Directions for this task » Examine the records below and count how many lines contain the string "sunlit". Give only the number.
....
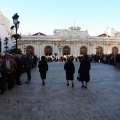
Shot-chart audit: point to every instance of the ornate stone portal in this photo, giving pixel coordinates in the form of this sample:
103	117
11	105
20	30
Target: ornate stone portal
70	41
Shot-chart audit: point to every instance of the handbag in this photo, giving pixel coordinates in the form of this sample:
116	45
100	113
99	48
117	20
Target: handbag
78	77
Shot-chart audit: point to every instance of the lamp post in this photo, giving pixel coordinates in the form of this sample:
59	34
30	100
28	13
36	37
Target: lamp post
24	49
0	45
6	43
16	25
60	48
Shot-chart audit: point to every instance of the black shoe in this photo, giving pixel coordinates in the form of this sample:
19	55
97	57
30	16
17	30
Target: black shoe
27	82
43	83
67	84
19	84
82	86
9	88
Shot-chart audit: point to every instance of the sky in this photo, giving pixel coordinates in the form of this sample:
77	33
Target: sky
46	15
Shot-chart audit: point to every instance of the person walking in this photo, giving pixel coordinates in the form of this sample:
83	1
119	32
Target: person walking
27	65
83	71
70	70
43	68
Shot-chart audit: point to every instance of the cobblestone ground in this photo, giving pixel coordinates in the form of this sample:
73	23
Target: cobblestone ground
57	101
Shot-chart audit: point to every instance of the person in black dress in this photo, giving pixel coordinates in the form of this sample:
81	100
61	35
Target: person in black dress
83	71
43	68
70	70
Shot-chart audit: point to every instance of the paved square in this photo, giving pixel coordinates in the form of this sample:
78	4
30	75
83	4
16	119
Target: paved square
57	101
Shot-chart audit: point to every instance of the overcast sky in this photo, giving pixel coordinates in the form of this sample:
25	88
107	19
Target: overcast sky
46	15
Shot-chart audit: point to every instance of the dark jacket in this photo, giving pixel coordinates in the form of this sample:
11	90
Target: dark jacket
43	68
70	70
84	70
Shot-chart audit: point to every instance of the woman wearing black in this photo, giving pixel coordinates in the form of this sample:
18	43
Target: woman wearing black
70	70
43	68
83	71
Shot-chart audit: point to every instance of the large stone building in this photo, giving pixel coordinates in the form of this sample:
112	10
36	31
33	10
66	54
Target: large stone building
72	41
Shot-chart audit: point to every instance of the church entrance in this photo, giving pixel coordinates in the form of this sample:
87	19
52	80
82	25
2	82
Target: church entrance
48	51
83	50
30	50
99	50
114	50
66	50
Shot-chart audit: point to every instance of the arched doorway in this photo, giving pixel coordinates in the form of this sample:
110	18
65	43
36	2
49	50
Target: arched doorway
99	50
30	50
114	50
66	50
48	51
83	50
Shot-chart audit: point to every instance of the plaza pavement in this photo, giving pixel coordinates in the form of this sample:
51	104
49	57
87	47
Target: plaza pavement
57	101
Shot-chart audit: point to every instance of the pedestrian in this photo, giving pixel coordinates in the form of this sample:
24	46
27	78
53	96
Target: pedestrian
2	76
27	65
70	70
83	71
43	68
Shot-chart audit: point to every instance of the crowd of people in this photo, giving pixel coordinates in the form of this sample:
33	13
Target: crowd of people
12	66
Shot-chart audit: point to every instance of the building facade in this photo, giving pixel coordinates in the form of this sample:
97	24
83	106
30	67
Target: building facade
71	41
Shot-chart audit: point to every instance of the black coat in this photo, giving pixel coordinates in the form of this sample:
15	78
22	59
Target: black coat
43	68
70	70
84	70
....
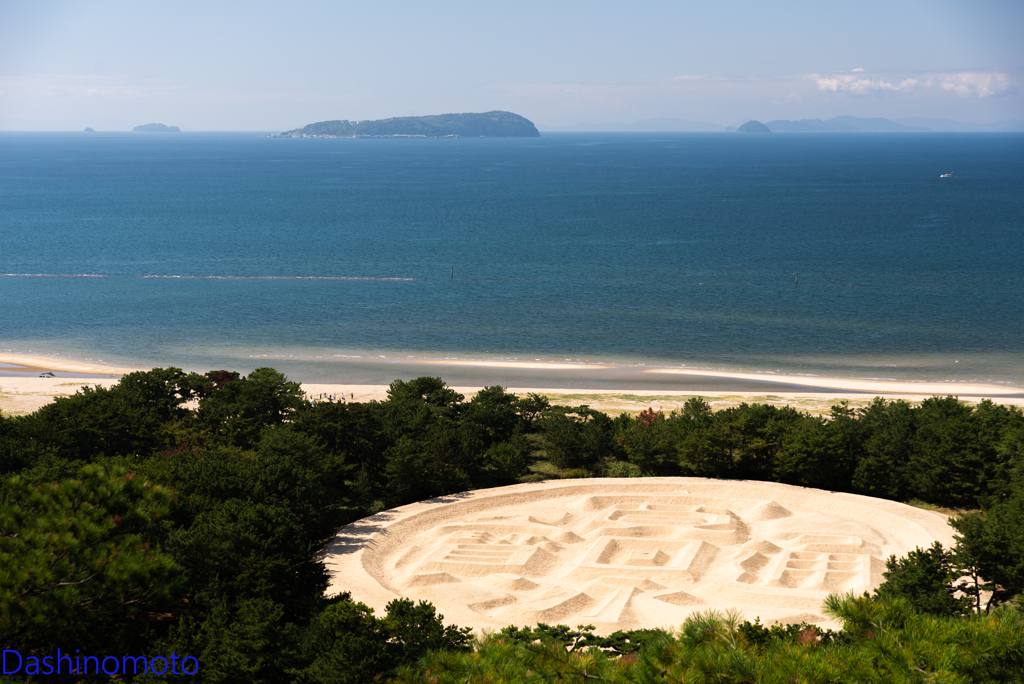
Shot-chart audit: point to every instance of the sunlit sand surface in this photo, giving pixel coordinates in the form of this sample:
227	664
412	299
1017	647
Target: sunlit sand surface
....
Solution for this task » 2